Exercise brief -
Answer these questions about the forum thread on favorite albums:
1. According to the opening post, which bands did Love end up influencing?
2. Which Roots album does Ghorim say failed to appear on more "Best of 2006" lists?
3. According to Thorin, after which album did Rush leave behind the sound of their early albums?

Aiwen! Finally, someone else who appreciates the awesomeness that is Love! That album was the last one I cut from my list. It's an amazing album from a group that was unheralded at the time, but they ended up influencing a lot of Los Angeles based bands of the late 60's and early 70's. Very good stuff.

And I just can't seem to get into Dark Side of the Moon now that I no longer partake. :\


----------



## Ghorim (Feb 7, 2007)

Wow! Good stuff, indeed. I must confess that I dig your picks too, Aiwen. Love and the Zombies are vintage '60s gems that often get overlooked in favor of bigger names from that era - of which there are plenty. And props on giving the Roots some love, Jaborg. Apparently ?uestlove's been really bummed that _Game Theory_ didn't appear on more "Best of 2006" lists. I personally think it's the most focused and consistent thing they've ever produced. Oh yes... and some of my favorite records?

The Band - _Music From Big Pink_, _The Band_
Pixies - _Doolittle_
Radiohead - _OK Computer_, _Kid A_
The Beatles - _Rubber Soul_, _Revolver_
XTC - _Skylarking_
The Beach Boys - _Pet Sounds_
The Zombies - _Odessey & Oracle_
Stevie Wonder - _Innervisions_
The dB's - _Repercussion_
Beastie Boys - _Paul's Boutique_, _Check Your Head_
Stan Getz & Joao Gilberto - _Getz/Gilberto_
Nick Drake - Entire Discography
R.E.M. - _Murmur_
Elliott Smith - _Either/Or_
Dusty Springfield - _Dusty In Memphis_
Wu-Tang Clan - _Enter The Wu-Tang (36 Chambers)_

And more! So many more... I'm stumbling across new and exciting things all the time.


----------



## Thorin (Feb 11, 2007)

Jaberg said:


> Good lists folks.
> 
> Thor: I struggled with not putting a Rush album on my list seeing as how they are one of my favorite bands. If I were going to, I would probably say 2112 or Moving Pictures, but Exit Stage Left is an amazing work. (Interesting bit of knowledge: Rush started sucking the moment Alex Liveston and Geddy Lee cut their hair into mullets sometime around 1984.)



Yes, I agree. Though there are some good songs on 'Signals', Rush started sucking the big one from then on. I love the guys and IMO nobody is better at bass or drums then Geddy and Neil, but they just left behind the awesome sound of their early albums after 'Signals'. You cannot compare 'Presto' and 'Grace Under Pressure' to your above mentioned albums.

These other posts are reminding me of some other albums I forgot...

Non 'rock/heavy metal' albums in my top ten:

1) Agnus Dei (A collection of fantastic choral music)

(Point-annotation data)
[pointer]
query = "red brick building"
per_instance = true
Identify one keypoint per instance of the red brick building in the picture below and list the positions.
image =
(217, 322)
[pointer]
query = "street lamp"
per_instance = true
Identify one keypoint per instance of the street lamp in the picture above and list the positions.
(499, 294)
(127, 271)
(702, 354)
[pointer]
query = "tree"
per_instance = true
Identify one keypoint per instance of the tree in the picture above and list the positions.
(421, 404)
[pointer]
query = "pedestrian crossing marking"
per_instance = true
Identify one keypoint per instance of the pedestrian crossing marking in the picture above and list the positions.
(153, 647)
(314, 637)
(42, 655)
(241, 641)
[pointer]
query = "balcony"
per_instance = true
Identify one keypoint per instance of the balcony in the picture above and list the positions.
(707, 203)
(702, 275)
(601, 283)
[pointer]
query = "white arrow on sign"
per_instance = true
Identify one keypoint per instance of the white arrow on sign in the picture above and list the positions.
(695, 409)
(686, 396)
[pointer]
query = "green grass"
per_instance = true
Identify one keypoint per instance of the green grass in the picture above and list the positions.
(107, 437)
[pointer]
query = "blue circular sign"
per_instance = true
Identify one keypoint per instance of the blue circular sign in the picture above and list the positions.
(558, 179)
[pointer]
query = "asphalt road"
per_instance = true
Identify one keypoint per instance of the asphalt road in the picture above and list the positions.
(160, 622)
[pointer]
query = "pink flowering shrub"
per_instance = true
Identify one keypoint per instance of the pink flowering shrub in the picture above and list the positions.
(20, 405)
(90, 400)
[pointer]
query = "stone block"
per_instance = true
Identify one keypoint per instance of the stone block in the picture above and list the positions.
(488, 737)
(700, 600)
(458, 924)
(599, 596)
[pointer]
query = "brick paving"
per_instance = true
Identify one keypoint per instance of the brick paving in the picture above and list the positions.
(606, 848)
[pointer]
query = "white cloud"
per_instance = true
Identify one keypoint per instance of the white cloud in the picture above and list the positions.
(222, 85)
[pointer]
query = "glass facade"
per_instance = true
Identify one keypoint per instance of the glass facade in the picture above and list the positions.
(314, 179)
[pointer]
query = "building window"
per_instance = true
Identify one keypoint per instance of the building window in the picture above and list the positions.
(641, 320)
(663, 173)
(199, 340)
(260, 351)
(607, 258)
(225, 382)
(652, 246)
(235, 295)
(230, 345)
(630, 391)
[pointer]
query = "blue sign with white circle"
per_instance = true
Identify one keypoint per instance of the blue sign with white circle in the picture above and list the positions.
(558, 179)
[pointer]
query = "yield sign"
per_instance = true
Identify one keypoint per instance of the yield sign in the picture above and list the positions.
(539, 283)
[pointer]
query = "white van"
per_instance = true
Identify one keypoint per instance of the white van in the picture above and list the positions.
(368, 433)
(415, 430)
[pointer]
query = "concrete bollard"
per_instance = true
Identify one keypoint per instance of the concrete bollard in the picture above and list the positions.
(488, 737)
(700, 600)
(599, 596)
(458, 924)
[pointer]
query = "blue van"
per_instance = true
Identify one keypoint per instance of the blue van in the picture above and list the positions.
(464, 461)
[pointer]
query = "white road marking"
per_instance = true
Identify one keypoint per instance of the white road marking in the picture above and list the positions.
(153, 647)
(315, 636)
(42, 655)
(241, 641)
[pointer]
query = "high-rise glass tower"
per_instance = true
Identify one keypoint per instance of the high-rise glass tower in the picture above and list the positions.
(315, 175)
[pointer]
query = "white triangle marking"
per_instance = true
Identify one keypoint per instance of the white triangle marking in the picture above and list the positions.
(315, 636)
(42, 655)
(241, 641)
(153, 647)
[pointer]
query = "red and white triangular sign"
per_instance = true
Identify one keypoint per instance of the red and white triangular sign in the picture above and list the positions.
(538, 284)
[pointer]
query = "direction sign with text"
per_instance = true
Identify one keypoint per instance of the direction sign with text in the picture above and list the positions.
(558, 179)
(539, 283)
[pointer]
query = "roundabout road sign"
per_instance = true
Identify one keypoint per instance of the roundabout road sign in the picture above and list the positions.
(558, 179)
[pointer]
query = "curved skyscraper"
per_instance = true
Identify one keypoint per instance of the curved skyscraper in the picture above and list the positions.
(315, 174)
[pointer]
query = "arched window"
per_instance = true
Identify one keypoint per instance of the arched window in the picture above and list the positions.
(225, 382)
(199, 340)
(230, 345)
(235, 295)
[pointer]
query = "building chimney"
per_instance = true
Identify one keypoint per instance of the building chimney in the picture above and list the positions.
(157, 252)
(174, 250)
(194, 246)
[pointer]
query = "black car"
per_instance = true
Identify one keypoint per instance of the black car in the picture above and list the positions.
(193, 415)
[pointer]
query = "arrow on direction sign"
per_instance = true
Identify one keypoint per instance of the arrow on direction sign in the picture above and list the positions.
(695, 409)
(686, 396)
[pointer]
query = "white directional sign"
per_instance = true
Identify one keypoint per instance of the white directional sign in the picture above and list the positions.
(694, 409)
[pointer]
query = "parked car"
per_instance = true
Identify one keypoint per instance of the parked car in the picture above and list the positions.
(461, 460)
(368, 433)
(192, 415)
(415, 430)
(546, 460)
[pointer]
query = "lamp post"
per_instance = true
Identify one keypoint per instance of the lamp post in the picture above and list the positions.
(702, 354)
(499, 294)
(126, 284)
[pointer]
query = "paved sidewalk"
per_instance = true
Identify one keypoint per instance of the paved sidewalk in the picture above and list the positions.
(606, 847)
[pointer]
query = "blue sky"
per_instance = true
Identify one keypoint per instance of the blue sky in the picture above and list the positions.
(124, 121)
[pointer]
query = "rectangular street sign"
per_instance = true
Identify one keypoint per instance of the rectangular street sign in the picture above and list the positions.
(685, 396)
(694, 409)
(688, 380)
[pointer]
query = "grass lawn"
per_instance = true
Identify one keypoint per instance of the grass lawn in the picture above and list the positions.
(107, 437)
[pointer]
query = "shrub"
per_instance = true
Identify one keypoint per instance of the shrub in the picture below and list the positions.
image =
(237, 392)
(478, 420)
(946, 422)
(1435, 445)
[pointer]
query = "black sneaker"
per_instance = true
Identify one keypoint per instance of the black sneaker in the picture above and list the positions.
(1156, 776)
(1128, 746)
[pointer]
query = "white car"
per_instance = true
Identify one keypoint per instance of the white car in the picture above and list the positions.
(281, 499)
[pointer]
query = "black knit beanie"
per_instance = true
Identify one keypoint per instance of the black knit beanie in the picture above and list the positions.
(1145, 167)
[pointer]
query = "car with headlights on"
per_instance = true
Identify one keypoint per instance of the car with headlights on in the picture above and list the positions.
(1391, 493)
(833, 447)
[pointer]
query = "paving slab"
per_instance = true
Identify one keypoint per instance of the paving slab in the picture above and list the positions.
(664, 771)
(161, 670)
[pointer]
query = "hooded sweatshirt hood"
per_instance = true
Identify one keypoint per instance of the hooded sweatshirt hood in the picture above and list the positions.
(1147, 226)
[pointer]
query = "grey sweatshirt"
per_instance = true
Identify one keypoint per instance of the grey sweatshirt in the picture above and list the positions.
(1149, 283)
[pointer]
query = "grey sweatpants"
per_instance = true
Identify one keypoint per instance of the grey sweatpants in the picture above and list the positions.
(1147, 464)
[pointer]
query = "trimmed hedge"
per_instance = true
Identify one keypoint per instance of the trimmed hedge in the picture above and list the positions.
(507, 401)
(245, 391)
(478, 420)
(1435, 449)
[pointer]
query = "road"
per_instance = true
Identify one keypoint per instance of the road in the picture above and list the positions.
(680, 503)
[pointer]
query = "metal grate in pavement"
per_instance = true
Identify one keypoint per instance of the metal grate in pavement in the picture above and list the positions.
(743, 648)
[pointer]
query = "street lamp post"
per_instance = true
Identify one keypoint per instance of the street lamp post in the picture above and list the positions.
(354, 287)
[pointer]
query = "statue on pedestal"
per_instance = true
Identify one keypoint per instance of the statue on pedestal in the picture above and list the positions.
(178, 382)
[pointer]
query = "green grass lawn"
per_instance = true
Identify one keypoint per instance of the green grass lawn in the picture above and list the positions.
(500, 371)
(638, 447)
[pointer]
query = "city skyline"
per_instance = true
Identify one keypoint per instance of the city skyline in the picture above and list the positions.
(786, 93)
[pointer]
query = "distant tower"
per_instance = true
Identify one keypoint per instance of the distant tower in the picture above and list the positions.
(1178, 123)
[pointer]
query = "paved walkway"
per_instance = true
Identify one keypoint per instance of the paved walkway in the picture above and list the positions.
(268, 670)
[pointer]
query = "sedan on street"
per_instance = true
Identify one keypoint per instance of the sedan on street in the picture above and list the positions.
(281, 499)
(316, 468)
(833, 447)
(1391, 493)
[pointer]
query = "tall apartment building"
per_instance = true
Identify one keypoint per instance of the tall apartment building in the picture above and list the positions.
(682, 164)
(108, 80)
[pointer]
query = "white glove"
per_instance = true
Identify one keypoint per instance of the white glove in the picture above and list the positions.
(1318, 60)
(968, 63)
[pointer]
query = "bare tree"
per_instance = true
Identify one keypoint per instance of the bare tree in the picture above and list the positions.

Output of the task -
1. A lot of Los Angeles-based bands of the late '60s and early '70s.
2. _Game Theory_.
3. 'Signals'.